Task item => Where the records below show the word "black" in a line, please copy that line.

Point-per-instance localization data
- - - - -
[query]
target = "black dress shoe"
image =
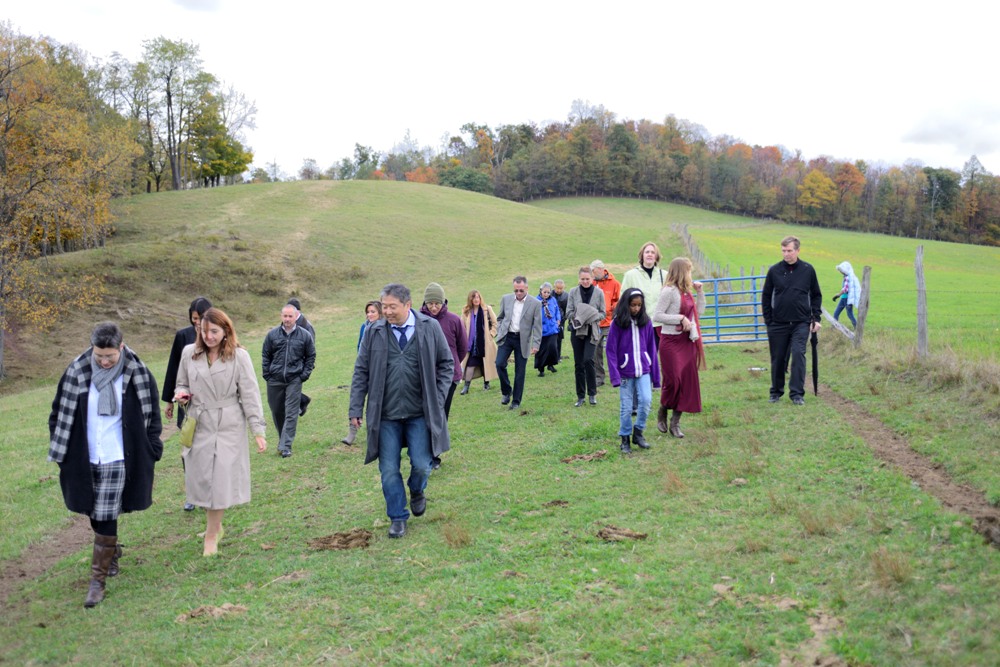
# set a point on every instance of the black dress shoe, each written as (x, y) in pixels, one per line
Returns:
(397, 529)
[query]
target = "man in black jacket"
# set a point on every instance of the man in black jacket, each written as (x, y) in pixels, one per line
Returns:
(791, 304)
(288, 358)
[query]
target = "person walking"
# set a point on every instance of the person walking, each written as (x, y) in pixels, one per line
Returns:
(519, 331)
(612, 292)
(104, 432)
(301, 321)
(403, 369)
(436, 306)
(562, 298)
(287, 360)
(182, 339)
(548, 351)
(647, 276)
(480, 324)
(791, 303)
(218, 385)
(632, 366)
(373, 313)
(584, 311)
(850, 293)
(681, 302)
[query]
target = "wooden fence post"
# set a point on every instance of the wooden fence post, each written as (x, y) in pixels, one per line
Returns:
(921, 305)
(866, 279)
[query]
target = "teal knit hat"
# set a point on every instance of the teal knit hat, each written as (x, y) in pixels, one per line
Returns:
(434, 293)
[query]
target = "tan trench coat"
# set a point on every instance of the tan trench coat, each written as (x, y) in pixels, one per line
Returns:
(489, 333)
(225, 400)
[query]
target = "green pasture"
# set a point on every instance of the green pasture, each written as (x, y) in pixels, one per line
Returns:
(764, 520)
(962, 281)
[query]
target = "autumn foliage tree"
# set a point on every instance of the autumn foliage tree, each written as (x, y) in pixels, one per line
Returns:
(63, 156)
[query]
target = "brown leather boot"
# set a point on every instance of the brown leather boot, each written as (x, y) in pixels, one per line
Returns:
(661, 419)
(113, 569)
(105, 547)
(675, 424)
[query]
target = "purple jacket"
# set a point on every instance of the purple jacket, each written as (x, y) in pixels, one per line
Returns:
(454, 333)
(632, 353)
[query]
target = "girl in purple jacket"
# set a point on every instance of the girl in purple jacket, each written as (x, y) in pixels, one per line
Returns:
(632, 366)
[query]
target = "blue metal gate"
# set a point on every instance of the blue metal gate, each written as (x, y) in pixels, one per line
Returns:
(732, 312)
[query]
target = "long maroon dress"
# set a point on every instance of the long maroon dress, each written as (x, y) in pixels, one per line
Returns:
(679, 361)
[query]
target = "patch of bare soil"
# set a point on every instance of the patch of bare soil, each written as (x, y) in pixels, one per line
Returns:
(599, 454)
(930, 476)
(38, 558)
(615, 534)
(358, 538)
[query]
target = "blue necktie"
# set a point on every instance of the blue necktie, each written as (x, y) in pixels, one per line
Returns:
(402, 336)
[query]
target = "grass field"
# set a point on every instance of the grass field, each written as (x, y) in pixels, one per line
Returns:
(771, 533)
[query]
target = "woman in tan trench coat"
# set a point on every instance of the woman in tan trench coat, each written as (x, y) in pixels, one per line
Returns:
(480, 329)
(217, 383)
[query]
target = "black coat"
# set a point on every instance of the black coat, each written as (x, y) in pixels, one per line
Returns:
(143, 448)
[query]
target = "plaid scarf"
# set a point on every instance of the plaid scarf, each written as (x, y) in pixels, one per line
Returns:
(75, 382)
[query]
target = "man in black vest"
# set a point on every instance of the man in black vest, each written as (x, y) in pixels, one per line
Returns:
(792, 305)
(404, 368)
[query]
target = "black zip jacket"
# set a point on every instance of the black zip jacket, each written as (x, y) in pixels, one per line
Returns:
(791, 294)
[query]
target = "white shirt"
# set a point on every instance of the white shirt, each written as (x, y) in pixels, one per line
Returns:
(104, 432)
(515, 315)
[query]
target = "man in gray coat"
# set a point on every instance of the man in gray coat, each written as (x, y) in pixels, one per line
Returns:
(404, 368)
(519, 330)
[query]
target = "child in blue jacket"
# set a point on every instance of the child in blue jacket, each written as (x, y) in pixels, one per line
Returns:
(632, 365)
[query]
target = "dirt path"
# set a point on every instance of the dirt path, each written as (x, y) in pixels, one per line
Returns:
(38, 558)
(930, 476)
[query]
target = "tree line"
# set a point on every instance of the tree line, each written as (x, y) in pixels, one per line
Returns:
(75, 133)
(593, 153)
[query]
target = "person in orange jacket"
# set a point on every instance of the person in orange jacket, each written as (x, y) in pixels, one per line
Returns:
(612, 292)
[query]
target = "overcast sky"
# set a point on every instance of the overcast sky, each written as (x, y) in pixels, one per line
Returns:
(883, 81)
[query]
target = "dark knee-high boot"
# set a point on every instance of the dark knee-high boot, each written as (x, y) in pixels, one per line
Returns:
(675, 424)
(105, 547)
(661, 419)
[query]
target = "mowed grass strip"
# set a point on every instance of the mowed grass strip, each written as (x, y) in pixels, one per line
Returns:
(762, 519)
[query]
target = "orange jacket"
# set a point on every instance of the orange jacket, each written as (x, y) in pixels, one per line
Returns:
(612, 292)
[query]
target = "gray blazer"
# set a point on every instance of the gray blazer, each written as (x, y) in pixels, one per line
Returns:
(436, 369)
(531, 322)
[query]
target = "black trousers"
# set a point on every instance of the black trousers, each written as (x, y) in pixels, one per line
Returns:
(787, 340)
(511, 344)
(583, 363)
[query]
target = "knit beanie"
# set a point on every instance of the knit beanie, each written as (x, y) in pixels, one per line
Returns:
(434, 292)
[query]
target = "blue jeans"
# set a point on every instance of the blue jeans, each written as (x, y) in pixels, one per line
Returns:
(632, 387)
(393, 435)
(850, 312)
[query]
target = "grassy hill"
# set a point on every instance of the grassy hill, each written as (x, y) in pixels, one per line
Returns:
(771, 533)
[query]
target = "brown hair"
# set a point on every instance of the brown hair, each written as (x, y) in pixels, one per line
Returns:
(679, 274)
(227, 348)
(655, 247)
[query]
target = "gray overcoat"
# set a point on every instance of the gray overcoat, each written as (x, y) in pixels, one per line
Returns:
(436, 374)
(225, 399)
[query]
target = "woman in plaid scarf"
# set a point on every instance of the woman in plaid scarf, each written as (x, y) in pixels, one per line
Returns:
(104, 432)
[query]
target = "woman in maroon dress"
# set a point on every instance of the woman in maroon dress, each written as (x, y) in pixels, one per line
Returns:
(680, 303)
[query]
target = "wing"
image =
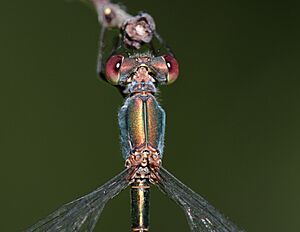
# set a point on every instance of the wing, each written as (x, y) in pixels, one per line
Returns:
(201, 216)
(82, 214)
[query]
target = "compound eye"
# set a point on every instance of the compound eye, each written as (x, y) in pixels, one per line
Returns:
(112, 69)
(173, 68)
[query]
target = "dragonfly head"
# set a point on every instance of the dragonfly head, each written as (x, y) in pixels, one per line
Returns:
(141, 72)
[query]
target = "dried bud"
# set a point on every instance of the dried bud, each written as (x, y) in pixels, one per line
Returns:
(138, 30)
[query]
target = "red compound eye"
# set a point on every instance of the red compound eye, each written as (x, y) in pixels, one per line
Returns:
(112, 68)
(173, 68)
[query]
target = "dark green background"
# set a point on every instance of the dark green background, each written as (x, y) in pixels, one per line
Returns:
(233, 124)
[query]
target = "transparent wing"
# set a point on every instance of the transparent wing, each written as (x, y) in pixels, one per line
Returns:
(201, 216)
(82, 214)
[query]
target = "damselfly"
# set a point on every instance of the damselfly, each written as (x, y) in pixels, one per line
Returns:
(142, 127)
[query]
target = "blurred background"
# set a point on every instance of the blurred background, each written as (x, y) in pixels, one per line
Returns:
(233, 124)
- - - - -
Result =>
target = "black dress shoe"
# set a point on every instance of the black dress shoe, each written as (x, y) in pixels, one per line
target = "man in black jacket"
# set a point on every instance of the man in black jacket, each written as (x, y) in pixels, one per line
target = "black coat"
# set a point on every instance of the black coat, each written as (x, y) in pixels, one per line
target = "man in black vest"
# set a point on every instance of the man in black vest, each written as (x, y) in pixels, one per line
target = "black zip jacket"
# set a point on every instance of the black zip jacket, each written as (x, y) in pixels, one per line
target = "black trousers"
# set a point on every instance of the black trousers, each written as (x, y) in pixels, one per line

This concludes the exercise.